The sculptor Thomas Schütte has lived in Düsseldorf for nearly 40 years, ever since his student days at the Düsseldorf Akademie. One of his teachers was Gerhard Richter who was, he says, "a normal painter at that time. Superstars did not exist in Germany."

Schütte chooses not to teach himself, saying dismissively, "the students only want careers, they are not interested in art, they are only interested in connections." Schütte does not do small talk. His work, like him, is strong and direct, and unafraid of taking risks. "You have to make good mistakes. It is between throwing dice, if you are already good you can use every second or third."

Luise, one of his "one and a half" assistants, brings in the post, a small load today. Schütte does not keep a large studio, preferring to go to work with others as needed. He goes to Munich for ceramics, to Mönchengladbach for steel, to Hanover to make prints and to Wuppertal for model making. Today, he takes me to the foundry, a 10-minute drive by the harbour. Luise drives us there in a decommissioned taxi, its beige-and-red-striped livery still intact.

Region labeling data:
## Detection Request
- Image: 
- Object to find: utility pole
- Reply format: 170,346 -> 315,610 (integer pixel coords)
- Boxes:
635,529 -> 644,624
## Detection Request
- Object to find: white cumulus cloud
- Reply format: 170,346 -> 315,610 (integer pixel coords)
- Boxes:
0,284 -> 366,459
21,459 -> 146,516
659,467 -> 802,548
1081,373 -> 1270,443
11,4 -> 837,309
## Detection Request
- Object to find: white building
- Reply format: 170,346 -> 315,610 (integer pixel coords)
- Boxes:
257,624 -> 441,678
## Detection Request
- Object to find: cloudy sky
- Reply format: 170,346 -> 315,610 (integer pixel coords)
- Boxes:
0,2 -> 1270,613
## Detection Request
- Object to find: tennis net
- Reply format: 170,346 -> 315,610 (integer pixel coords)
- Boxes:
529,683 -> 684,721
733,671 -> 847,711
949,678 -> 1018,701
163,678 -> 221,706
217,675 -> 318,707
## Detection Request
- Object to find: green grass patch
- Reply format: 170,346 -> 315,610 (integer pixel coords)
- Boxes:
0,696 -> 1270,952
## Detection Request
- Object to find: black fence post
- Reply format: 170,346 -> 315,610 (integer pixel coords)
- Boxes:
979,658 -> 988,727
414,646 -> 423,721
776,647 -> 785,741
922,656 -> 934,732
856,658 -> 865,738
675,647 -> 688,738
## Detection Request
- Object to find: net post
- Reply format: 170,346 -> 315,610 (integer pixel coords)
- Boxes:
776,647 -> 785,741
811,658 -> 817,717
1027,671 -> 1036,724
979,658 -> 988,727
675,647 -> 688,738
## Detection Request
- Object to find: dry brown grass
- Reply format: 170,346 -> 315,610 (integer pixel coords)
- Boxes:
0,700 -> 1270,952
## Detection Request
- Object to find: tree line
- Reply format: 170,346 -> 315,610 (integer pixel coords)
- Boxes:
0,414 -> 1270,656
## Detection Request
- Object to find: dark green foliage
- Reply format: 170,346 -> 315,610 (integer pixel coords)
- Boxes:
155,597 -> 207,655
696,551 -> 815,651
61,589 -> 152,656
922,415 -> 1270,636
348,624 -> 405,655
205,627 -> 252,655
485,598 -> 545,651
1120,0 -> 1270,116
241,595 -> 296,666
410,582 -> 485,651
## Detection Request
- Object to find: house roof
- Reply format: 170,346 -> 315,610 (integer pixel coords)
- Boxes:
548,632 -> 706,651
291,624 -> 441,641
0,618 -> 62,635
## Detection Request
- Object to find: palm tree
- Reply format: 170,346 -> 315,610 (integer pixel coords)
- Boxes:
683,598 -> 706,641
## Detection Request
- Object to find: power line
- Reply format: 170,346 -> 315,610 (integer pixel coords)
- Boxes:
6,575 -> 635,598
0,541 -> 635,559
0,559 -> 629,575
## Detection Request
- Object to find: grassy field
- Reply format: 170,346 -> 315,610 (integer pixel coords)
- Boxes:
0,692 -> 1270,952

_PROBLEMS_
a. Summarize the profile of the sculptor Thomas Schütte in two sentences.
b. Quote the profile of Thomas Schütte word for word, beginning at the words "Luise, one of" and stopping after "livery still intact.".

_TASK-BY-TASK SOLUTIONS_
a. Thomas Schütte has lived in Düsseldorf for nearly 40 years, since his student days at the Düsseldorf Akademie, where Gerhard Richter was one of his teachers, and he chooses not to teach, saying students are only interested in careers and connections. He does not keep a large studio but works with others as needed in Munich, Mönchengladbach, Hanover and Wuppertal, and Luise, one of his assistants, drives him and the writer to the foundry in a decommissioned taxi.

b.
Luise, one of his "one and a half" assistants, brings in the post, a small load today. Schütte does not keep a large studio, preferring to go to work with others as needed. He goes to Munich for ceramics, to Mönchengladbach for steel, to Hanover to make prints and to Wuppertal for model making. Today, he takes me to the foundry, a 10-minute drive by the harbour. Luise drives us there in a decommissioned taxi, its beige-and-red-striped livery still intact.